__Problem statement__.
Where does the word "knot" show up in the records? Copy every line that holds it.

__Input data__.

···

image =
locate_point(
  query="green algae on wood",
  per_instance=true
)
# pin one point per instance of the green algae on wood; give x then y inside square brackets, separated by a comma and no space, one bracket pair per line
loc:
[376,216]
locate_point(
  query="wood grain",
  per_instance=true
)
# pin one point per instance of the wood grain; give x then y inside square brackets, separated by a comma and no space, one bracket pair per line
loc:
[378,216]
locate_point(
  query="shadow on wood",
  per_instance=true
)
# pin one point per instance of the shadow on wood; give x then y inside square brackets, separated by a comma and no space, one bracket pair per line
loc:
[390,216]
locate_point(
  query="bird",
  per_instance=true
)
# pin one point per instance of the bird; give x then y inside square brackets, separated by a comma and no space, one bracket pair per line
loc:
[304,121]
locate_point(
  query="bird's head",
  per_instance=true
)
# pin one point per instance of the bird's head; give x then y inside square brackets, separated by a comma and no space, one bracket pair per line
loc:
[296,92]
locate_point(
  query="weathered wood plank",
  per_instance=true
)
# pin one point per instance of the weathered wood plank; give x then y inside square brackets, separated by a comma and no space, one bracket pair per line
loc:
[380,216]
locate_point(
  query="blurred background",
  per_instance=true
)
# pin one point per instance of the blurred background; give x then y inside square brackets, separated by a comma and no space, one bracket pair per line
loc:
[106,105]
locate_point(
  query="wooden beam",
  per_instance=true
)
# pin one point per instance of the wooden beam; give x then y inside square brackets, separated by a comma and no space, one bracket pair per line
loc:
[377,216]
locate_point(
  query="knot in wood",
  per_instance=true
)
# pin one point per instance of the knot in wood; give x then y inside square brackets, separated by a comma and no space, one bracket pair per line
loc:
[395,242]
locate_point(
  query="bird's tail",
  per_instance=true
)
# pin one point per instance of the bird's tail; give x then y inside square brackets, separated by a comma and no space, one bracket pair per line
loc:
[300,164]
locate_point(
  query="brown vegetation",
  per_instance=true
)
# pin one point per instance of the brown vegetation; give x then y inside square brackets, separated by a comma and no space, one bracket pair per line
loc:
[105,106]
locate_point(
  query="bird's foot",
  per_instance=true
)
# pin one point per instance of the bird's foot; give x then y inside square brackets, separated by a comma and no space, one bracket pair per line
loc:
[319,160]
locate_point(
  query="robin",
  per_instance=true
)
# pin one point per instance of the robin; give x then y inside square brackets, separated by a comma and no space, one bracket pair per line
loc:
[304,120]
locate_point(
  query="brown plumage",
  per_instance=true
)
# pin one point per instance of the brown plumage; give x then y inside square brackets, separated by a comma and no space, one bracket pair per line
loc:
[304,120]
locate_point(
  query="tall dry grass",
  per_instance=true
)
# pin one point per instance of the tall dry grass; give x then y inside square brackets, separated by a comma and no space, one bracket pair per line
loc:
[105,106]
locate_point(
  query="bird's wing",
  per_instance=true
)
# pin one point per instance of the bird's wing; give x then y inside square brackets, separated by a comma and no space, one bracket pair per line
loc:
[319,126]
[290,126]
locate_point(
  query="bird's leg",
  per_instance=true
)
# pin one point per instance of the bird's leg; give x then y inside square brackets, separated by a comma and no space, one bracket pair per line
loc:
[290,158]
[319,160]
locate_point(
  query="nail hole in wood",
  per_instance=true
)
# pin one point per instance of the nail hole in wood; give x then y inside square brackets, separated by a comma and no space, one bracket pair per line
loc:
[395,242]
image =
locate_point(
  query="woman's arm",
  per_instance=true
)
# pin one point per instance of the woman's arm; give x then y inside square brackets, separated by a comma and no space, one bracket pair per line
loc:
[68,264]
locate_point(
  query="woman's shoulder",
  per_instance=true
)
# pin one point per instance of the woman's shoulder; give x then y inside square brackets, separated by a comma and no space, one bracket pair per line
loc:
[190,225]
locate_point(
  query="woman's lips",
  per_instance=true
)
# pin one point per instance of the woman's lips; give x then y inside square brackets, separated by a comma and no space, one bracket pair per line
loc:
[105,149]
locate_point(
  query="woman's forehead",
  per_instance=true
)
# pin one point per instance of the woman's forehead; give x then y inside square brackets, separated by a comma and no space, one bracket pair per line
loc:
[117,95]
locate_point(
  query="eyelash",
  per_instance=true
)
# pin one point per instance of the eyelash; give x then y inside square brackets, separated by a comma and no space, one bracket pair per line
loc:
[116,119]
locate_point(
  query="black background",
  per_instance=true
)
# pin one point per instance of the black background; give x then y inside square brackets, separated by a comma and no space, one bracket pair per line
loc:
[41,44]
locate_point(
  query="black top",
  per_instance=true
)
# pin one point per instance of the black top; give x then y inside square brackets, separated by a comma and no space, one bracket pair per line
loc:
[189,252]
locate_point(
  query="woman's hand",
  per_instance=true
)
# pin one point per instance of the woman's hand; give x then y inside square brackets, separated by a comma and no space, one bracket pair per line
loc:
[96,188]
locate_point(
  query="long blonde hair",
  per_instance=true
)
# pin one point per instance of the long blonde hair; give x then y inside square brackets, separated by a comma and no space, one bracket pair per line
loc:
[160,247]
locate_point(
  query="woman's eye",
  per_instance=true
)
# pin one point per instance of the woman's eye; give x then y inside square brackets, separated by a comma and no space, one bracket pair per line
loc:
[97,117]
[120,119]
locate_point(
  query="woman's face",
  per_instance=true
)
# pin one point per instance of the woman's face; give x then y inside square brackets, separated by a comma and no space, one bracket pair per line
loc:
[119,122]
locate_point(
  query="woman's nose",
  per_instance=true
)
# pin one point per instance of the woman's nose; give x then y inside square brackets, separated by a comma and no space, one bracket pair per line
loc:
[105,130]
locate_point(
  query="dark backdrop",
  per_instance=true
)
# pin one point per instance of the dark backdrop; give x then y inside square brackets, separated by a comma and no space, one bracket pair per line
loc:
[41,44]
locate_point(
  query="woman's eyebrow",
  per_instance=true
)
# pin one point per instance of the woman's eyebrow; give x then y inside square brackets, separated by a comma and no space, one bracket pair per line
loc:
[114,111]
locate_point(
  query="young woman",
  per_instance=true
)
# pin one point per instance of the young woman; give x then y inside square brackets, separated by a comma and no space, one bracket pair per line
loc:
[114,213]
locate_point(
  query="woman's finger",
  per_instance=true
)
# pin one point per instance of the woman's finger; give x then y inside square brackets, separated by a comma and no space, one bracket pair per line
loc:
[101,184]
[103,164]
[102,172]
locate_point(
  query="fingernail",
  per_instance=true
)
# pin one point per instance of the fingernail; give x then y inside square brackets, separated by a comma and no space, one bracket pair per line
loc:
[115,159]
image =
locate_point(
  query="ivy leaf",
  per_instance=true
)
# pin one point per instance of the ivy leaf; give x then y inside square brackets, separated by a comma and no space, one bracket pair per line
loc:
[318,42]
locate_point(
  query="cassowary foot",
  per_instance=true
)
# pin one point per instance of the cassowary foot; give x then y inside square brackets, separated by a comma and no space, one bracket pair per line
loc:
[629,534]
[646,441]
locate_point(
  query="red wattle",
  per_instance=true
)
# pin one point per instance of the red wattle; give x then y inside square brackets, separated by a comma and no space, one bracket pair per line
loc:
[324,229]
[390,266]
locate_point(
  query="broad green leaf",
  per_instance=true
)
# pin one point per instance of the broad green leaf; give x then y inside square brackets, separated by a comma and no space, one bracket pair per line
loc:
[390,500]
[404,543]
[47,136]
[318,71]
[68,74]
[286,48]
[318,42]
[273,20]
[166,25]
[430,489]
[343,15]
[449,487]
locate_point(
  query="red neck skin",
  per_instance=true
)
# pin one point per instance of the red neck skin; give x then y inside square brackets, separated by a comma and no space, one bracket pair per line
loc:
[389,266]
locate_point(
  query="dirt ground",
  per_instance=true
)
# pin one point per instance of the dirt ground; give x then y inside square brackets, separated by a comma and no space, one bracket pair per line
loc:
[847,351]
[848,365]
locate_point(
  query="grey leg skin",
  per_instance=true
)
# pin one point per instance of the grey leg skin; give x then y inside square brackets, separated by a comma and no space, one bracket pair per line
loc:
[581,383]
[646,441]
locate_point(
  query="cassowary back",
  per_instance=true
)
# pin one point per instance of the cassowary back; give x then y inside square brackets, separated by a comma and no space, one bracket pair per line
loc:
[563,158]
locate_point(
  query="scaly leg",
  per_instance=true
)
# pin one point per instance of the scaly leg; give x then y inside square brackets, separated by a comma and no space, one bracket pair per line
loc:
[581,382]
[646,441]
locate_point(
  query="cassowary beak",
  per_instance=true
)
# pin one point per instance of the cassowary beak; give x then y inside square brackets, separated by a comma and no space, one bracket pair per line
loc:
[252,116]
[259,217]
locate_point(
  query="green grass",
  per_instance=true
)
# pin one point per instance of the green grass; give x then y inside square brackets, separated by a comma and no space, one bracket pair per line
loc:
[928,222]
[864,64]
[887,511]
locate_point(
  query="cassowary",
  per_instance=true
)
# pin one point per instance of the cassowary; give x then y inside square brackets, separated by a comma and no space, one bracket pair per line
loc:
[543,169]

···

__Exercise response__.
  query="knot in wood",
# pin one point per instance of the knot in wood; give x then y inside square brackets, separated by a comma and no space, one bracket pair per line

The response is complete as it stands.